I may make “Reading List” a recurring feature. Instead of keeping a private list of papers on my stack, I’ll post it. The ones I actually read and find particularly interesting will be featured in subsequent posts.
The following new paper on cost shifting has been published in Health Affairs. I will review it next week.
A common assumption is that hospitals have little control over their costs and must charge high rates to private health insurers when Medicare rates are lower than hospital costs. We present evidence that contradicts that common assumption. Hospitals with strong market power and higher private-payer and other revenues appear to have less pressure to constrain their costs. Thus, these hospitals have higher costs per unit of service, which can lead to losses on Medicare patients. Hospitals under more financial pressure—with less market share and less ability to charge higher private rates—often constrain costs and can generate profits on Medicare patients.
The following two new NBER papers look interesting to me.

▶ **ASSIGNED TASK 1**: According to the reading-list post, what do hospitals under more financial pressure often do?
▶ **ASSIGNED TASK 2**: Resume the reading-list post after its last sentence.

[Items from a dataset]
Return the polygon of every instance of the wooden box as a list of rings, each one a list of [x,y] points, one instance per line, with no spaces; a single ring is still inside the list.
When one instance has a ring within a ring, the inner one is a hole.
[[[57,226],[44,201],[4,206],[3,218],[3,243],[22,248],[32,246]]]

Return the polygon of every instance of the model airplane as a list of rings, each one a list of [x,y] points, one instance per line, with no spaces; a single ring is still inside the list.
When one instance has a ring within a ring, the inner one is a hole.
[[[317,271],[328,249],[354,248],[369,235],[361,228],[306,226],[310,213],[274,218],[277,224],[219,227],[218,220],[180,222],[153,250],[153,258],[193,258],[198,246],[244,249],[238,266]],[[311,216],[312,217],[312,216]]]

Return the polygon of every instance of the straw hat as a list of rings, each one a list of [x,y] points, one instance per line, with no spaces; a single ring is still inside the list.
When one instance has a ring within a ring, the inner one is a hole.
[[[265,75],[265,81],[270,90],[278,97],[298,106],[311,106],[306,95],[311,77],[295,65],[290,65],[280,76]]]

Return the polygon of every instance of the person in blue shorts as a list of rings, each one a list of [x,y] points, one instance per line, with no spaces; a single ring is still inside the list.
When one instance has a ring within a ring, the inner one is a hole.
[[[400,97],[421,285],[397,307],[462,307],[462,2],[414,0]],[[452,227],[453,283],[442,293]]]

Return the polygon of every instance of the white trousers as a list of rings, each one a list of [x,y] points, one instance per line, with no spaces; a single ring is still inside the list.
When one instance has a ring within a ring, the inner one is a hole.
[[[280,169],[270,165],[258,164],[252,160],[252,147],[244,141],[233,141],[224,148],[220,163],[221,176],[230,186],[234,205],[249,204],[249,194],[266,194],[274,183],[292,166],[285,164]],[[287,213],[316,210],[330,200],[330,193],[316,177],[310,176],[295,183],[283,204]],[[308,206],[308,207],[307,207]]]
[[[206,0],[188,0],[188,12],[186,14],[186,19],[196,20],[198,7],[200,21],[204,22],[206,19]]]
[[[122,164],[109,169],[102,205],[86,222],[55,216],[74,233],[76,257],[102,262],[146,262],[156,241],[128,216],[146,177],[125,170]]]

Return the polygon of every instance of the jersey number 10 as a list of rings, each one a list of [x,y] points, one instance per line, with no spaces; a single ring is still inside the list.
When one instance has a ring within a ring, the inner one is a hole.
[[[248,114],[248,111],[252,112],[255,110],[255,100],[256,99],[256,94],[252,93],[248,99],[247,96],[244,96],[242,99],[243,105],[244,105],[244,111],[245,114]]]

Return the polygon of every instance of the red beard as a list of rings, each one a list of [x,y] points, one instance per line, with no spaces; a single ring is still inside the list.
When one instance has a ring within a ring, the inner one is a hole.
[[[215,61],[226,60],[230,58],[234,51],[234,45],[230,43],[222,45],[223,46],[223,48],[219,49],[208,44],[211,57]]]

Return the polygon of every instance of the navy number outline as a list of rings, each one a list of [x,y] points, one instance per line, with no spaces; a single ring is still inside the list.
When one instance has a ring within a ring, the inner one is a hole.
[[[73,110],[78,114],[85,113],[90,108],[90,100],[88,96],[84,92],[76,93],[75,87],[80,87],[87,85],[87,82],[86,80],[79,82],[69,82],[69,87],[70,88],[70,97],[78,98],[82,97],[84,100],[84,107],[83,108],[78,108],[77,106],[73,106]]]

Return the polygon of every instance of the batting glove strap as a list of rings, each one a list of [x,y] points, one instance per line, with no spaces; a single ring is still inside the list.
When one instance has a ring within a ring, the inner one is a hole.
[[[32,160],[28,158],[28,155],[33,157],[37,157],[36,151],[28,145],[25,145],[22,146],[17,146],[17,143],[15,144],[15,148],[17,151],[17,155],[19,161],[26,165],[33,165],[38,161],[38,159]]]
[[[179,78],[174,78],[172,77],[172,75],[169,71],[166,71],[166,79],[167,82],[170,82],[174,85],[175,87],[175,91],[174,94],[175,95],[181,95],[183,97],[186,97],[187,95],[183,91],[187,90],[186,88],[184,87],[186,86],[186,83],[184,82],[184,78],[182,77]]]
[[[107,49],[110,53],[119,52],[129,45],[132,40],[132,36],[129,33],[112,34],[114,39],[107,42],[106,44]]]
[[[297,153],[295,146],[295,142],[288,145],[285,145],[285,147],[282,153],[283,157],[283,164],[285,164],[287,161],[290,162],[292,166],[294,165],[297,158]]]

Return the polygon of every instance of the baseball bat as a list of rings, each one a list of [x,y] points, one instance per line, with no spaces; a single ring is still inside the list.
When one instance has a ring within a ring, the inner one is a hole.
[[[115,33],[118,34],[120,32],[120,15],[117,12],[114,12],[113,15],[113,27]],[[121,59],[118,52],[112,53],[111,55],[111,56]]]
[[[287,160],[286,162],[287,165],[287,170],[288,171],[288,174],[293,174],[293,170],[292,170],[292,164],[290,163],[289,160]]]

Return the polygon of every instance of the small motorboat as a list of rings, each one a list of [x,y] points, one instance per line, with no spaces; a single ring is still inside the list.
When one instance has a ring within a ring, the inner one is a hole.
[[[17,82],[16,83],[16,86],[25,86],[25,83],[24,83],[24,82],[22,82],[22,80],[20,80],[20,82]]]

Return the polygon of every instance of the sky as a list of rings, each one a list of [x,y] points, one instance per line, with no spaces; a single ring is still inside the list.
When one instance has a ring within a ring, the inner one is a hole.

▶ **REPLY 1**: They often constrain costs and can generate profits on Medicare patients.

▶ **REPLY 2**:
This essay considers the appropriate conceptual framework for assessing the taxation of private transfers to individuals. Although it is conventional to emphasize the role of estate and gift taxation or inheritance taxation in redistributing income from the rich to the poor, the revenue effects of transfer taxation, and its distortionary effect on labor supply and savings, it is suggested in line with some recent work that the dominant focus should be on positive and negative externalities attributable to giving. The fundamental reason is that transfer tax reform can be combined with adjustments to other aspects of the fiscal system, notably the income tax, so as to keep constant most effects other than externalities.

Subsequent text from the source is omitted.